=== STATED EXERCISE ===
Copy out all of the data below word for word, keeping every line in its original order.

[start]

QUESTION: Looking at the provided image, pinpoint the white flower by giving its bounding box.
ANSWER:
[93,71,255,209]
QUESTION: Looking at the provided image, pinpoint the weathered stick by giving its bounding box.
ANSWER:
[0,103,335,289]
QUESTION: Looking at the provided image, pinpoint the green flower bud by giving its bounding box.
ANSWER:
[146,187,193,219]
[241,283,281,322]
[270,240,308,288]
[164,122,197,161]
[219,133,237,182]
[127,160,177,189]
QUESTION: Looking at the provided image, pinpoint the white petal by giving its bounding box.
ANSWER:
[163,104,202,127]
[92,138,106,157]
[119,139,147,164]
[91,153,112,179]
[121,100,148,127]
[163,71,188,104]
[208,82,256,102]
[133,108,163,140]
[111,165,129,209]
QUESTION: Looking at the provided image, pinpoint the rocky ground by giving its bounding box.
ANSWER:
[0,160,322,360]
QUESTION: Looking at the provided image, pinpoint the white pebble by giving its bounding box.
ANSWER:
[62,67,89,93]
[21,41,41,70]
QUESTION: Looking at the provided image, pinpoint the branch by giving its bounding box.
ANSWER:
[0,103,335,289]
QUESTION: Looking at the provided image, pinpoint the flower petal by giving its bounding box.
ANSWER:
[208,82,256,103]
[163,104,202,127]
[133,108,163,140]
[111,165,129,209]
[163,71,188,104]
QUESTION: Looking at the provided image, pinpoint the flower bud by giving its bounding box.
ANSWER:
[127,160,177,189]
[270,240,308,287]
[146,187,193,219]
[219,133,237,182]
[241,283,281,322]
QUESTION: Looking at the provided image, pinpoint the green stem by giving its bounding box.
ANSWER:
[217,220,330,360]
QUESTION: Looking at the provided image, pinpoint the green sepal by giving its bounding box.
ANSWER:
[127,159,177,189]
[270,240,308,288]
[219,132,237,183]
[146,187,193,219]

[end]

=== FINISHED EXERCISE ===
QUESTION: Looking at the provided image, pinpoint the white flower by giving its bounding box.
ANSWER:
[93,71,255,209]
QUESTION: Looking at the provided image, pinpoint the weathered stick by giving its bounding box.
ANSWER:
[0,103,335,289]
QUESTION: Looking at the provided image, pinpoint the green flower bud by giving its bounding box.
ANSWER:
[146,187,193,219]
[241,283,281,322]
[270,240,308,288]
[164,122,197,161]
[219,133,237,182]
[127,160,177,189]
QUESTION: Looking at the provided image, pinpoint the white petal by giving its bounding box.
ANSWER:
[163,104,202,127]
[92,138,106,157]
[119,139,147,164]
[91,153,112,179]
[121,100,148,127]
[163,71,188,104]
[208,82,256,102]
[133,108,163,140]
[111,165,129,209]
QUESTION: Looking at the provided image, pinpoint the rocky ground by giving its bounding box.
ANSWER:
[0,160,322,360]
QUESTION: Looking at the provided image, pinpoint the white pebble by giving its bounding box.
ANSWER:
[62,67,89,93]
[21,41,41,70]
QUESTION: Looking at the provided image, pinpoint the branch by giving its bounding box.
ANSWER:
[0,103,335,289]
QUESTION: Looking at the provided image, pinpoint the flower petal by giving its bounding box.
ANSWER:
[208,82,256,103]
[163,104,202,127]
[133,108,163,140]
[111,165,129,209]
[163,71,188,104]
QUESTION: Looking at the provided image, pinpoint the flower bud by giving its bounding box.
ANSWER:
[127,160,177,189]
[270,240,308,287]
[146,187,193,219]
[219,133,237,182]
[241,283,281,322]
QUESTION: Looking at the provided image, pinpoint the green stem by giving its bounding box.
ANSWER:
[217,220,330,360]
QUESTION: Looking at the provided image, pinpoint the green sepal by giving its bounding box.
ANSWER:
[127,159,177,189]
[270,240,308,288]
[219,132,237,183]
[146,187,193,219]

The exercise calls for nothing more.